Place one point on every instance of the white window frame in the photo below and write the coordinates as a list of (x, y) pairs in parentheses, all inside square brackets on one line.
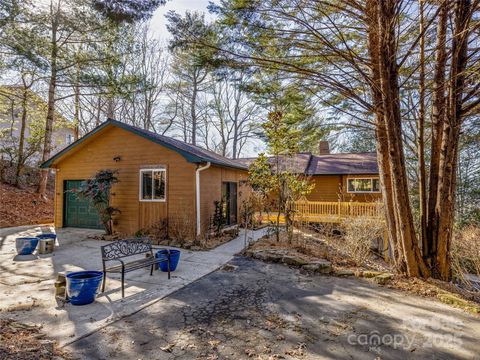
[(371, 178), (140, 184)]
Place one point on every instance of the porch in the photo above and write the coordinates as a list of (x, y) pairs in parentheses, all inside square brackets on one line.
[(328, 212)]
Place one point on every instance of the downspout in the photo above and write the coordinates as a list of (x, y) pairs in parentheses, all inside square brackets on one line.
[(197, 183)]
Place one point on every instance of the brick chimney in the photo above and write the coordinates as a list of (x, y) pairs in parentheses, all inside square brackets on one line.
[(324, 148)]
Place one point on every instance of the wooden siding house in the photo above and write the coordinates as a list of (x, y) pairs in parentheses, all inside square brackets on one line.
[(160, 180), (343, 177)]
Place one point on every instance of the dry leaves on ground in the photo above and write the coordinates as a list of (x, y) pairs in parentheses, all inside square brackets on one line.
[(23, 342)]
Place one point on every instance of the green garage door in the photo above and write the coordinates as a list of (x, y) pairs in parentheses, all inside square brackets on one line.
[(79, 212)]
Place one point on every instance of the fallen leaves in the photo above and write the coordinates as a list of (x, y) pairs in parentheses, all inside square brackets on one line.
[(26, 342), (168, 347)]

════════

# [GIVEN TASK]
Copy out, word for word, the part of the rows that opens with the line containing "Place one point on every instance of the dry" and closes with the final row, keeping both of those lines.

# [ANSWER TO THE EXERCISE]
Place one point on every instance of the dry leaves on ground in the photo above and write the coordinates as a list of (x, y) pairs in parentheses, all inside square brackets on one line.
[(23, 342)]
Place one point on every instance of the green garage door in the photo above and write the coordinates as a list of (x, y) pairs in parentheses, all inside square brackets on one line.
[(79, 212)]
Place one point on every instance of the fallen leaves in the photo above and write the coordinates as a list of (x, y) pairs in parentheses, all inside square brackets on one line.
[(26, 342), (168, 347)]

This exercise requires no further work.